REQUIREMENTS: Reproduce the entries word for word, starting at the top and ending with the line that contains "[[476, 228]]".

(Records of labeled points)
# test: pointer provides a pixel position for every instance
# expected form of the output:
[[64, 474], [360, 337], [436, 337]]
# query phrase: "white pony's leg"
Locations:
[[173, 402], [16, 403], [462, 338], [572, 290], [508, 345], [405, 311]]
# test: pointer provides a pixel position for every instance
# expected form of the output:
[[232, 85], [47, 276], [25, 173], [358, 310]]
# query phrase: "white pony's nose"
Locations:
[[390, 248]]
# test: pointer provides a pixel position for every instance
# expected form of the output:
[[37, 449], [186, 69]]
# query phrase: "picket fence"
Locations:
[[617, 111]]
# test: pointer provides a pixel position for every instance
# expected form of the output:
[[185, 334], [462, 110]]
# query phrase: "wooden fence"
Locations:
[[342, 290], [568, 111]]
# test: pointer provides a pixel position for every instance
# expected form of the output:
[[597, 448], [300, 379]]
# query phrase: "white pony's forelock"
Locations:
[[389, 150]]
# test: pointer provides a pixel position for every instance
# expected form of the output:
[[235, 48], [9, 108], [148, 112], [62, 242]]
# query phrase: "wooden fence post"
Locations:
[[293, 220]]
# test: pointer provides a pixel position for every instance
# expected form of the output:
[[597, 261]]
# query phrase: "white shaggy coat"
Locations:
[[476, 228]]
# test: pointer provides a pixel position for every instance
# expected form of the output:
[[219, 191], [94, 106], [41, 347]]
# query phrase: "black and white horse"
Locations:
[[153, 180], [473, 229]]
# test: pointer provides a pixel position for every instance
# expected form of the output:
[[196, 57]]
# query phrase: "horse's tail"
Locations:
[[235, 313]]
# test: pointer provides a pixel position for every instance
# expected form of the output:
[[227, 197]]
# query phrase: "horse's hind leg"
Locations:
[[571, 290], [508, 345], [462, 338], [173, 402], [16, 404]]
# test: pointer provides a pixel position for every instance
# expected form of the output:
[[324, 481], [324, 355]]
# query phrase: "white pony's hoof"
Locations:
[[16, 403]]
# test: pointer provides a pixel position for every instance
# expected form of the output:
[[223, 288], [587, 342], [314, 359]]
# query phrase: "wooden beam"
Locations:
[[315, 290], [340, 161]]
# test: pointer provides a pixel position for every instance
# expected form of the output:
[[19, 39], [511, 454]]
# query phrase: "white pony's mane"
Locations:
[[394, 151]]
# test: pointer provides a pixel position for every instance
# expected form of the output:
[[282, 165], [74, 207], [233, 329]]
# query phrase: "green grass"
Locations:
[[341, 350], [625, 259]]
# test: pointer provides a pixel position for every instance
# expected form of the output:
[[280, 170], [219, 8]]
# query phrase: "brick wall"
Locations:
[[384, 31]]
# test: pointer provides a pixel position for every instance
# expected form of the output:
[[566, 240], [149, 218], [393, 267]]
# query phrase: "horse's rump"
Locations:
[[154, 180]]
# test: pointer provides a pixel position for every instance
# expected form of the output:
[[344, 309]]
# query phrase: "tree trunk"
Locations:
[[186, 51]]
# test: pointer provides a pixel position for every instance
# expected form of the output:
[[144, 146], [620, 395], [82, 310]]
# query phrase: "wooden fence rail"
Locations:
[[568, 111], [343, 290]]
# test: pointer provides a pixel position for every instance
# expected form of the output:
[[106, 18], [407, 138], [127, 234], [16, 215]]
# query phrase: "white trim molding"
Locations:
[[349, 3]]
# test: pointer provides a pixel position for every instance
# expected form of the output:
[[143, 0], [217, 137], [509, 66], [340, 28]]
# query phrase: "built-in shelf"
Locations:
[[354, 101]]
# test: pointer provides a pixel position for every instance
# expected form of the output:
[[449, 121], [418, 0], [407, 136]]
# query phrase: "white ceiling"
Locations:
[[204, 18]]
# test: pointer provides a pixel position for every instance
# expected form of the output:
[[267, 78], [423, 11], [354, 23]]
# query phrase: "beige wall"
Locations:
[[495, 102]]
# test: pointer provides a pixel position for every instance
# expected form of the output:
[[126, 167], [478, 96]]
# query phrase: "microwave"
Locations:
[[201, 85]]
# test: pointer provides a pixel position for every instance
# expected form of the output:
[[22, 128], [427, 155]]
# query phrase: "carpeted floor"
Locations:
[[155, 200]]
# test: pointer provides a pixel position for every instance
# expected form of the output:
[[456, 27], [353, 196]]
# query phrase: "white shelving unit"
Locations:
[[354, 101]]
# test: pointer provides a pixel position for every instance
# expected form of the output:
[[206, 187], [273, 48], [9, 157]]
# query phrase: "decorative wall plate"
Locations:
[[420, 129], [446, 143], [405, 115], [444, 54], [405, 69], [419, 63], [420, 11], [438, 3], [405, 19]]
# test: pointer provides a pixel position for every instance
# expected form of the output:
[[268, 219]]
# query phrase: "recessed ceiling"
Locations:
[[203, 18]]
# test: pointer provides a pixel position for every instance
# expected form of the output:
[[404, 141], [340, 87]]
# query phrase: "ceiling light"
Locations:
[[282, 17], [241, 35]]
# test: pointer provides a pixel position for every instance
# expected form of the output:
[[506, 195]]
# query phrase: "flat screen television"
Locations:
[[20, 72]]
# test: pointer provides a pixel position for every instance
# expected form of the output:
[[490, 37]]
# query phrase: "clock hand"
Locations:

TASK OUTPUT:
# test: pointer provides a pixel position for every instance
# expected form of the output:
[[64, 474], [360, 337], [436, 337]]
# query phrase: "white pony's leg"
Locations:
[[173, 402], [16, 403], [462, 338], [572, 290], [508, 345], [405, 311]]
# test: pointer provides a pixel position for every instance
# expected form of the output:
[[232, 85], [47, 276], [25, 173], [358, 310]]
# query phrase: "white pony's nose"
Locations:
[[390, 248]]
# test: pointer provides a pixel position for every instance
# expected form of the output:
[[37, 449], [186, 69]]
# query phrase: "picket fence"
Locations:
[[617, 111]]
# test: pointer provides a pixel position for every instance
# expected form of the output:
[[185, 334], [462, 110]]
# query phrase: "wooden fence"
Locations:
[[342, 290], [568, 111]]
# test: pointer provides a pixel position for every instance
# expected form of the output:
[[597, 448], [300, 379]]
# query phrase: "white pony's forelock"
Locations:
[[389, 150]]
# test: pointer provides a pixel position for every instance
# expected form of the output:
[[235, 48], [9, 108], [148, 112], [62, 242]]
# query phrase: "wooden fence post"
Locations:
[[293, 220]]
# test: pointer provides a pixel position for every instance
# expected form of the output:
[[597, 261]]
# query phrase: "white shaggy coat"
Locations:
[[476, 228]]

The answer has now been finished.